Goal 1:
In the passage on EdgeLab and ADAS chip development, which two software modules are said to be involved?
Goal 2:
Rewrite the paragraph of the EdgeLab passage that begins "at the device driver level" as a short bulleted list that keeps its main facts.
Goal 3:
Pick up the passage on EdgeLab and ADAS development after its last sentence and carry it on in the same style.

Passage provided:
So here, it is all about the processor. The involved SW modules are the device drivers and the application software. "Default" SW stacks for ADAS can be provided to the SoC developer by the platform, ported to various ISAs. Note that an ISA can perform better than another, in this case, given its ability to process this type of signals.


Various types of activities can be carried out in this use case, with the help of EdgeLab:


  • at the chip level, we can develop and clean our Verilog with the help of e.g. Mentor's emulator on the cloud. Our EdgeLab platform is capable to connect to the emulator and share the synthetic or real data with it.

  • at the device driver level, the device driver can intercept the lidar signals from the platform (which could be synthetic and created by the platform or made by a real Lidar that is connected to the system), and thus driver development and debug may be based on the lidar raw data that is produced by EdgeLab while the car is circulating on its urban environment.

  • at the application level, application code development could be based on the synthetic data that comes from EdgeLab and is intercepted at the application input, or even from the real device drivers, who have used on their turn the synthetic or real data that was produced for them by the EdgeLab platform.

Data entries:

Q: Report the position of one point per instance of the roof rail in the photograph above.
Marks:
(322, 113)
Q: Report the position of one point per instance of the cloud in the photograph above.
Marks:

Task response 1:
The device drivers and the application software.

Task response 2:
- The device driver can intercept lidar signals from the platform.
- These signals may be synthetic, created by the platform, or come from a real Lidar connected to the system.
- Driver development and debugging can therefore rely on lidar raw data that EdgeLab produces while the car circulates in its urban environment.

Task response 3:
Thus, with the help of the EdgeLab platform, you may achieve several development or validation goals on your design: you may utilize the platform data to assess the performance of the ISA you have chosen, to develop and validate your device drivers, to develop and validate your application code, or even to feed back to the system post-deployment issues that require the attention of the Lidar developers.


Let's take a look at a few screenshots and see how this is done:


Our simulation starts with an urban environment in which our Lidar-equipped car will circulate.


In this specific run, we have chosen to have 29 fully connected UEs (vehicles) in the near vicinity of the UE under test, which will interact with us in different times. Also a number of crossings with traffic lights that open and close in their own timing and need to be properly understood by the Lidar system.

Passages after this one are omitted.